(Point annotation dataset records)
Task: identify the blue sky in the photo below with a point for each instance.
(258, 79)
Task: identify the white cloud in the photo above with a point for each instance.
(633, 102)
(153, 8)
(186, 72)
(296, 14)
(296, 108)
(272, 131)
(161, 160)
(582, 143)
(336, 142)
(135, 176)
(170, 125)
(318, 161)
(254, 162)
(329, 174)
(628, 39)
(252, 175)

*EXERCISE DETAILS*
Render every line of the listing above as a JSON list of strings, one string per line, leaving out any blank lines.

*RESULT OF THE EXERCISE*
[
  "Task: identify the blue sky in the photo below with a point for each instance.",
  "(258, 79)",
  "Task: identify the white cloud in the photo above with a point for each instance.",
  "(633, 102)",
  "(153, 8)",
  "(186, 72)",
  "(296, 14)",
  "(296, 108)",
  "(272, 131)",
  "(161, 160)",
  "(582, 143)",
  "(336, 142)",
  "(135, 176)",
  "(170, 125)",
  "(318, 161)",
  "(254, 162)",
  "(329, 174)",
  "(628, 39)",
  "(252, 175)"
]